▸ Provided information:

= = =

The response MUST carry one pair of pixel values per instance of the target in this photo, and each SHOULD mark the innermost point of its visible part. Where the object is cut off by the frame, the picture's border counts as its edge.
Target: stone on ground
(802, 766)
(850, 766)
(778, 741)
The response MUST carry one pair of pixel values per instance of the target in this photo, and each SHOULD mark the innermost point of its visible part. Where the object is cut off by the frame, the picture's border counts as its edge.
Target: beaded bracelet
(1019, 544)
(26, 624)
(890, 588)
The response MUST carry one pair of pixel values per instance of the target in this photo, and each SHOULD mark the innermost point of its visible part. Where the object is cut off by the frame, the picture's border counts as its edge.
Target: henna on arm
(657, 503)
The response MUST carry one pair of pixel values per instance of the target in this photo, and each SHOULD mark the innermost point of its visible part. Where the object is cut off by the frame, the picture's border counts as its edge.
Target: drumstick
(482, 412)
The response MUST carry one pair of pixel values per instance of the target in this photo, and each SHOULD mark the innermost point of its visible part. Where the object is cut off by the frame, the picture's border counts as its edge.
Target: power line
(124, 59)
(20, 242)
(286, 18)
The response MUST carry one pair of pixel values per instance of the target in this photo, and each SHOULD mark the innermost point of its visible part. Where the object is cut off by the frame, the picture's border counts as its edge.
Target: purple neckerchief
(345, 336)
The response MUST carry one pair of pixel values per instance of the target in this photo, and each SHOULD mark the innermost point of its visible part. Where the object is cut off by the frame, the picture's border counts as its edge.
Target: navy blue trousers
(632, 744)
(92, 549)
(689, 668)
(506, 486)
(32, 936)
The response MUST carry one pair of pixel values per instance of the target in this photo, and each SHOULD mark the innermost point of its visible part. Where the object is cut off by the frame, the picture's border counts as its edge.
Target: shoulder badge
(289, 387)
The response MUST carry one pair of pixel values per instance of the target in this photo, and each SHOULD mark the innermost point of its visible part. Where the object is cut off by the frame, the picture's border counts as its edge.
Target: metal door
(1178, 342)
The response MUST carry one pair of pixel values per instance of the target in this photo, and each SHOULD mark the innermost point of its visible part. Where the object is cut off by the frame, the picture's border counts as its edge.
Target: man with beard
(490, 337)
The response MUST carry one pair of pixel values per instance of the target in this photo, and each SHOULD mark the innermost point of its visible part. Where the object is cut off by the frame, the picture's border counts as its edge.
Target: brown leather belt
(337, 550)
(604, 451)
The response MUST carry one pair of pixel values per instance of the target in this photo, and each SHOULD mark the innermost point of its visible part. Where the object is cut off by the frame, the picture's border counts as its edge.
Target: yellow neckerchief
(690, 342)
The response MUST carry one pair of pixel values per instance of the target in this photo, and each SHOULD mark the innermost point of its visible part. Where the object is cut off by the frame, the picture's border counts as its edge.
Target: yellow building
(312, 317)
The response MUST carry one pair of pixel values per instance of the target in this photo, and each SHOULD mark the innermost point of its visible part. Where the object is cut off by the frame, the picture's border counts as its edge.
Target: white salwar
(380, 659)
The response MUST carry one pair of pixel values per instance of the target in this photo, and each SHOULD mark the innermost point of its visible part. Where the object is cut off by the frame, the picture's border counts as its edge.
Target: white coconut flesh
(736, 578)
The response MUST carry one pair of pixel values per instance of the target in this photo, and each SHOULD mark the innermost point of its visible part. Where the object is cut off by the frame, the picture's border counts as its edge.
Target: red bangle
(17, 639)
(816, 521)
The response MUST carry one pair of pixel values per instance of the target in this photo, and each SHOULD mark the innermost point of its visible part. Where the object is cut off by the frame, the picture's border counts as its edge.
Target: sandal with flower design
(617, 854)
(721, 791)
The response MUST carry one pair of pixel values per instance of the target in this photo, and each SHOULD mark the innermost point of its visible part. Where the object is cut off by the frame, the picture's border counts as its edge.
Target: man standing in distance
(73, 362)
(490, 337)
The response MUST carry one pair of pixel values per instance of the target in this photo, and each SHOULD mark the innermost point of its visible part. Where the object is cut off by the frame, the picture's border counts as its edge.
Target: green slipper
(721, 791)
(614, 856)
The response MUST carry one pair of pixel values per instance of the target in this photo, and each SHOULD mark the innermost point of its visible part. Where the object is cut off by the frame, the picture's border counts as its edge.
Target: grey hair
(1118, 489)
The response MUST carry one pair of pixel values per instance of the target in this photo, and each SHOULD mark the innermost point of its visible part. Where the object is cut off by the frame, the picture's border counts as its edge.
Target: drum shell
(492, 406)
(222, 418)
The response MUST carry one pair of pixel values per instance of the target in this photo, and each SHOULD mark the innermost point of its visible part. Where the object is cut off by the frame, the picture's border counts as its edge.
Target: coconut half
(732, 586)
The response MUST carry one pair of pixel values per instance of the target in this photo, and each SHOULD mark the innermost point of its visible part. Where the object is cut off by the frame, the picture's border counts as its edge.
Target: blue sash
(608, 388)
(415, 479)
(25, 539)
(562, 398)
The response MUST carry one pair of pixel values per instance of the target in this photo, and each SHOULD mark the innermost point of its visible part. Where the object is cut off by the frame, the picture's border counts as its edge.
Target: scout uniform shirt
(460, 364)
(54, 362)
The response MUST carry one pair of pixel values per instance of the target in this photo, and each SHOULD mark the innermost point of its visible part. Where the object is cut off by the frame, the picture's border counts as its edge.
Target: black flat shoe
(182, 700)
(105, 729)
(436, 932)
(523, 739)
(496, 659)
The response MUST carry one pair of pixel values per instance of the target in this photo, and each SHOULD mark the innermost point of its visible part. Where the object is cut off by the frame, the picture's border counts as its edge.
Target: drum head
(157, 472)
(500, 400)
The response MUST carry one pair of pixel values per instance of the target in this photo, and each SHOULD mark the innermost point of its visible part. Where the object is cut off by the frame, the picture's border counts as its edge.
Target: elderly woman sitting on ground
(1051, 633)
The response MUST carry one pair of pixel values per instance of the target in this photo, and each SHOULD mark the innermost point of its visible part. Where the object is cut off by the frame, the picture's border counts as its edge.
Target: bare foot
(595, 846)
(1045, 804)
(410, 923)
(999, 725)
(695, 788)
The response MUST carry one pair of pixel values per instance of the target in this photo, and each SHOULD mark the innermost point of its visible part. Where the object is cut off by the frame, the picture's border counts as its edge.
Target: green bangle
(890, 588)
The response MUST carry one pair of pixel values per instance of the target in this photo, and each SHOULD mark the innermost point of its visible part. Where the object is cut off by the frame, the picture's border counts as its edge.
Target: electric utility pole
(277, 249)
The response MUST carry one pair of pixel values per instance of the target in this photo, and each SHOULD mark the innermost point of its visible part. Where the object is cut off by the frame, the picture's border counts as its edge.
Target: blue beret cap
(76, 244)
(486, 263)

= = =

Exactly reproduce the entries in their entirety.

The response MUST carry one pair of pixel values per instance of the target in this photo, and each SHOULD mark the innermost point of its visible part. Where the object is cut off by the frame, the picture's border counts as its edge.
Target: stone on ground
(802, 766)
(850, 766)
(778, 741)
The response MUST carry one pair of pixel values per instance of the target in this photo, and each SHOULD mark the innermost point of its visible part. Where the object is cut off by the frame, the picture's border counts as its edge.
Target: beaded bracelet
(1019, 544)
(26, 624)
(890, 588)
The response MUST carry one pair of pixel values per instance of the target in this photo, and each SHOULD mark the innermost point of its visible part. Where the object is cut off by the frame, the picture's border counts as its edge.
Target: henna on arm
(657, 503)
The response MUST carry one pair of pixel values per instance of the target in this photo, and each SHOULD mark the innermost point of its visible part. Where the object is cut off by the frame, the picture's border counts as its edge.
Target: drumstick
(482, 412)
The response MUST carry one pair of pixel values per instance of the target in this photo, and each SHOULD mark the innermost point of its visible part. Where the object is cut off by the frame, the picture's border counts as its edge.
Target: power line
(124, 59)
(20, 242)
(286, 18)
The response MUST carry one pair of pixel values per instance of the target in this photo, and each SHOULD mark the innermost point of its visible part. Where the object is cut off by the frame, the picture's border counts as its edge.
Target: purple neckerchief
(345, 336)
The response MUST carry one pair of pixel values per instance of the target in this photo, and each SHOULD mark the innermost point of its visible part. Where the object is cut off by the frame, the picture's border counts as its edge.
Target: navy blue trousers
(632, 744)
(92, 549)
(689, 668)
(506, 486)
(32, 936)
The response MUST carry one pair of pixel values per instance of the target in this photo, and each SHOULD mark the innermost point of its visible part. Where the object is cut off by the frame, the picture's border counts as its edge.
Target: shoulder badge
(289, 387)
The response MUST carry one pair of pixel values per instance of the target in this photo, and each SHOULD mark the innermost point of its visible part. Where the object is cut off by the frame, the picture's border counts as its edge.
Target: metal door
(1178, 342)
The response MUST carry one pair of pixel values per instance of the target in this photo, and each SHOULD mark the innermost point of its visible part. Where the object is cut off by the frame, the picture's border counts as its edge.
Target: man with beard
(490, 337)
The response MUST carry one pair of pixel values per instance of the target in this photo, and each SHOULD mark the innermost point of its visible part. Where the object is cut off by the frame, the picture's border counts as its edge.
Target: brown leather belt
(337, 550)
(604, 451)
The response MUST carry one pair of pixel values per instance of the target in this photo, and each SHOULD mark the innermost point of its visible part. Where the object is cut off by the frame, the picture's border counts as its edge.
Target: yellow neckerchief
(690, 342)
The response MUST carry one pair of pixel values per instance of the target in this photo, and each SHOULD mark the innermost point of its visible part. Where the object is cut off by the frame, the picture's border counts as its edge.
Target: yellow building
(312, 317)
The response MUST carry one pair of pixel values per instance of the target in this photo, and each SHOULD mark the innermost point of its visible part. Where the object is cut off by the frame, the picture's border counts as its edge.
Target: white salwar
(380, 659)
The response MUST carry one pair of pixel values per instance of the target in this photo, and each SHOULD mark the innermost point of its visible part. Where the object is cut off by the frame, the picture's border counts as its edge.
Target: white coconut flesh
(736, 578)
The response MUST carry one pair of pixel values per instance of the target in this photo, and each SHOULD mark the innermost point of its visible part. Where the object is cut off by the frame, the picture's border counts as its edge.
Target: red bangle
(17, 639)
(816, 521)
The response MUST carry one pair of pixel values per instance of the target in this photo, and each SHOULD mark the innermost point of its visible part. Where the object is cut off by the frame, the picture's border counts as its edge.
Target: sandal with flower design
(617, 854)
(721, 791)
The response MUST carry one pair of pixel values per instance of the target in this photo, and each SHOULD mark the innermost point of its visible part. Where the object is cut off by the frame, the picture's border counts as its edge.
Target: man standing in distance
(73, 362)
(490, 337)
The response MUST carry one pair of pixel values per instance of the target in this photo, and each SHOULD mark the innermost point of its visible part. Where the object is cut off by the frame, the picture's border counts as its edge.
Target: green slipper
(721, 791)
(614, 856)
The response MUST carry one pair of pixel values per instance of the target in this photo, and each SHOULD mark the innermost point of its visible part. Where the object is cut off by the frame, the picture's border counts as its edge.
Target: grey hair
(1118, 489)
The response MUST carry one pair of pixel values per instance of the target in this photo, and each SHOULD mark the innermost point of its visible part. Where the object is cut off by the frame, the picture's border counts as its edge.
Target: drum shell
(492, 406)
(222, 418)
The response MUST carry one pair of pixel values per instance of the target in this photo, and each SHOULD mark the innermost point of its visible part. Where the object is cut off by the frame, the picture's border counts as its edge.
Target: coconut half
(732, 586)
The response MUST carry one pair of pixel values per instance of the target in this photo, and each SHOULD mark the innermost point of its visible part. Where the object is cut off by the frame, the picture's border counts as its edge.
Target: blue sash
(608, 388)
(415, 479)
(25, 539)
(562, 398)
The response MUST carry one pair of pixel values per instance of the target in this photo, and each SHOULD mark the innermost point of its visible part. Where the object is cut off by the frame, the picture's border counts as its edge.
Target: scout uniform shirt
(460, 364)
(54, 362)
The response MUST carry one pair of pixel values per instance of the target in this photo, and each SHOULD mark the innermost point of its visible part. Where the object is cut off by the frame, the picture's border counts as its edge.
Target: black flat shoe
(182, 700)
(105, 729)
(436, 932)
(523, 739)
(496, 659)
The response MUST carry one pair of pixel values per instance of the target in this photo, and each SHOULD mark the innermost point of its visible part. Where the object is cut off by the frame, the picture's border counts as its edge.
Target: drum head
(157, 472)
(500, 400)
The response MUST carry one pair of pixel values per instance of the target in this photo, and each SHOULD mark the innermost point of its visible part. Where the object is cut off by the frame, the picture's border counts as its edge.
Target: elderly woman sitting on ground
(1051, 633)
The response MUST carry one pair of pixel values per instance of the target in this photo, and each SHOULD mark the innermost point of its visible part. Where the object is cut off by the frame, the picture's border counts as its edge.
Target: bare foot
(595, 846)
(1045, 804)
(410, 923)
(999, 725)
(695, 788)
The response MUST carry one pair of pixel values per instance of the target in this photo, and each SHOULD mark the innermost point of its visible part. Where the object is cut off by the frame, the picture's border counts as its edge.
Target: green bangle
(890, 588)
The response MUST carry one pair of pixel values per instance of the target in this photo, and each SHOULD mark the innermost point of its visible part. Where the object is cut off by the frame, the picture's border counts as its edge.
Target: electric utility pole
(277, 249)
The response MUST carry one pair of pixel values per instance of the target in this photo, and each SHOULD mark the innermost point of its visible part. Where the object is cut off by the frame, the picture's border counts as its edge.
Target: blue beret cap
(76, 244)
(486, 263)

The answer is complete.